▸ Entries supplied:

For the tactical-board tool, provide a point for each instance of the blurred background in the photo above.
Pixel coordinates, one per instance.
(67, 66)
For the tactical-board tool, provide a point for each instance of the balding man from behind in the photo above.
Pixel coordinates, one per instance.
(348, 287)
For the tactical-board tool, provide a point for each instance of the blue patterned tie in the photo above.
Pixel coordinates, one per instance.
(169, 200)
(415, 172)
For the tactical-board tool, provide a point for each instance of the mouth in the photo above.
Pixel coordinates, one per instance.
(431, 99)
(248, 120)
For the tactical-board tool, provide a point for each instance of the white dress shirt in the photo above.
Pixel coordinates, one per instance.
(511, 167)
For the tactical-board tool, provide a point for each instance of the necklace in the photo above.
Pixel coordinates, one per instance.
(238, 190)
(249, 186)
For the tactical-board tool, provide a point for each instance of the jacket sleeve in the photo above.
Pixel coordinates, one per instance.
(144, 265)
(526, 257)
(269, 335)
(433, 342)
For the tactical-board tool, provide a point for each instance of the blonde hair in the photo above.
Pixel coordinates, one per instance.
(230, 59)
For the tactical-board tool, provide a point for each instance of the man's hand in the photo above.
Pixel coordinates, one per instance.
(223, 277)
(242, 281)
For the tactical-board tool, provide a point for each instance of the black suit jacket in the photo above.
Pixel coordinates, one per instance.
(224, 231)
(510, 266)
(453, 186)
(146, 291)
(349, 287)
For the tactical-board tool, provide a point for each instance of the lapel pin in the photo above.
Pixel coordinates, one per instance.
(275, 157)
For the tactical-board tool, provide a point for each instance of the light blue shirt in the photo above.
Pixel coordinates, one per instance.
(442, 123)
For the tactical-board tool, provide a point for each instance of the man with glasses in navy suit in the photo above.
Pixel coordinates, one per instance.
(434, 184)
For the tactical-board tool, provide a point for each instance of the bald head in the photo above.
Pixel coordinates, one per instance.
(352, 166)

▸ Task statement: Word for word, copy the material above.

▸ Solution:
For the tactical-board tool, provide a point for each instance of the blurred background in the photo above.
Pixel coordinates, one per instance.
(67, 66)
For the tactical-board tool, provide a point for each instance of the balding man from behind in the photo above.
Pixel coordinates, one per instance.
(348, 287)
For the tactical-board tool, provide a point for each instance of the blue patterned tie in the photo above.
Pixel coordinates, one per instance.
(169, 200)
(415, 172)
For the tactical-board tool, provide a point for each instance of the mouth in the photo above.
Pixel coordinates, one per instance.
(431, 99)
(248, 120)
For the tactical-board tool, provide a point for each instance of the white dress shirt in the photo above.
Pixel coordinates, one per instance.
(511, 167)
For the tactical-board tool, provide a point for each instance of the necklace in the photo above.
Pixel coordinates, one per instance.
(238, 190)
(249, 186)
For the tactical-board tool, provide a point for each instance of the jacket sleeve in the photo above.
Pixel coordinates, one per instance.
(144, 265)
(526, 257)
(269, 335)
(433, 342)
For the tactical-board tool, provide a point for each instance of the blonde hair in the photo above.
Pixel coordinates, one per instance.
(230, 59)
For the tactical-board tool, provide a point for each instance of the man's hand in the photo above.
Pixel coordinates, one per instance.
(223, 277)
(242, 281)
For the tactical-board tool, provide a point for each instance of the black suit jacket in the photo above.
Pixel coordinates, one per instance.
(224, 231)
(510, 266)
(453, 186)
(146, 291)
(349, 287)
For the tactical-board tool, provide a point for each instance of the lapel pin in the photo above.
Pixel coordinates, one per instance.
(275, 157)
For the tactical-board tool, provide a point for each instance of the light blue shirt in the photo above.
Pixel coordinates, one per instance.
(442, 123)
For the tactical-board tool, provide a point for each instance of the man with glasses in navy suit in the photo above.
Pixel coordinates, one per instance.
(434, 184)
For the tactical-board tool, provide a point for each instance of the bald head in the photo above.
Pixel coordinates, one per instance.
(352, 166)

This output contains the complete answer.